:: Data excerpts ::

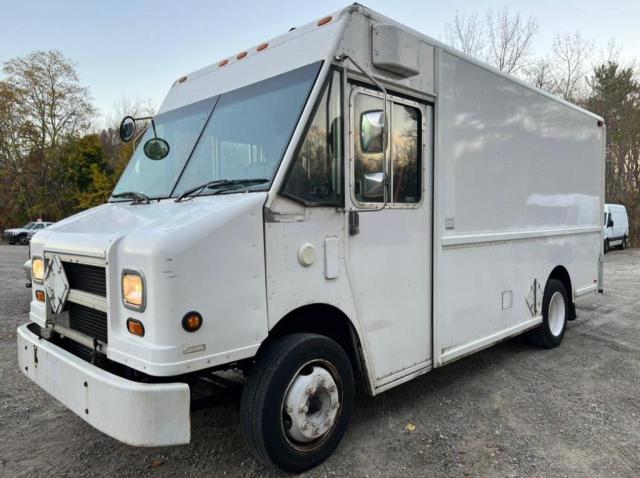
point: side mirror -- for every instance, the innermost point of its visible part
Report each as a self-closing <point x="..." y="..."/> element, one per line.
<point x="373" y="185"/>
<point x="156" y="149"/>
<point x="127" y="129"/>
<point x="371" y="128"/>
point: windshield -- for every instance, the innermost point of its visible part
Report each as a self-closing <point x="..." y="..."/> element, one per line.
<point x="245" y="137"/>
<point x="180" y="128"/>
<point x="249" y="131"/>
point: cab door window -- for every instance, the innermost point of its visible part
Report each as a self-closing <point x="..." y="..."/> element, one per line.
<point x="404" y="151"/>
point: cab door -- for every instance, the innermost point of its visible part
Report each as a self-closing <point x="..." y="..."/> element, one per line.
<point x="389" y="242"/>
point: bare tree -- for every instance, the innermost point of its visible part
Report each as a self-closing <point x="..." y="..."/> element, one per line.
<point x="51" y="95"/>
<point x="467" y="34"/>
<point x="510" y="39"/>
<point x="571" y="54"/>
<point x="502" y="39"/>
<point x="540" y="74"/>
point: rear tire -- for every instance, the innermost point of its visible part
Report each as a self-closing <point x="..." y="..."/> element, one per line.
<point x="297" y="401"/>
<point x="555" y="312"/>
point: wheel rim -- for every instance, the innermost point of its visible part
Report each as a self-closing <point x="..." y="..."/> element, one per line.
<point x="311" y="405"/>
<point x="556" y="313"/>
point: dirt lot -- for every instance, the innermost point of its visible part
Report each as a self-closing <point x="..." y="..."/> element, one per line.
<point x="512" y="410"/>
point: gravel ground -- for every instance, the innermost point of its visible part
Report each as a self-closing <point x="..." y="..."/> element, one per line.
<point x="511" y="410"/>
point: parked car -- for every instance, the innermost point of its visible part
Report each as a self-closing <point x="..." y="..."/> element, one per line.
<point x="22" y="235"/>
<point x="616" y="227"/>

:::

Prompt: Wherever an image sits in the data, omit it; everything else must be copied exactly.

Output for this task:
point: side mirror -- for every instance, the innermost point of its visible part
Report each as a self-closing <point x="..." y="..."/> element, one per line.
<point x="373" y="185"/>
<point x="156" y="149"/>
<point x="127" y="129"/>
<point x="371" y="128"/>
point: windshield -- for every instance, the innermost point of its visible part
Report each as a self-closing <point x="..." y="..."/> element, one per line.
<point x="245" y="137"/>
<point x="180" y="128"/>
<point x="249" y="131"/>
point: cab door window -- for every instance, the innermost point of its visible part
Report each as a self-closing <point x="..." y="..."/> element, one per line.
<point x="404" y="151"/>
point: cab door -- for every instance, the innermost point of its visible part
Report each as a self-closing <point x="..." y="..."/> element, one per line.
<point x="389" y="242"/>
point: bare tree -- for every instance, the innermost point of its visible part
Report each as a self-closing <point x="..." y="..."/> element, one per line.
<point x="51" y="95"/>
<point x="467" y="34"/>
<point x="510" y="39"/>
<point x="571" y="54"/>
<point x="502" y="39"/>
<point x="540" y="74"/>
point: rear tire -- for every instance, the innermost point of its visible part
Report each as a self-closing <point x="..." y="..."/> element, one per line.
<point x="297" y="401"/>
<point x="555" y="312"/>
point: wheel rim -- for every instance, the innermost point of its visible part
Report each as a self-closing <point x="..." y="..."/> element, one per line.
<point x="311" y="405"/>
<point x="556" y="313"/>
point: dirt lot -- for every instance, the innermost point of its visible part
Report each as a self-closing <point x="..." y="..."/> element, one per line.
<point x="512" y="410"/>
point: gravel ground -- for every instance, the innermost point of its visible part
Report each as a self-closing <point x="..." y="..."/> element, one per line.
<point x="511" y="410"/>
point: parked car -- for every instance, the innermost point of its visible part
Report each as a self-closing <point x="..." y="..."/> element, one per line.
<point x="22" y="235"/>
<point x="616" y="227"/>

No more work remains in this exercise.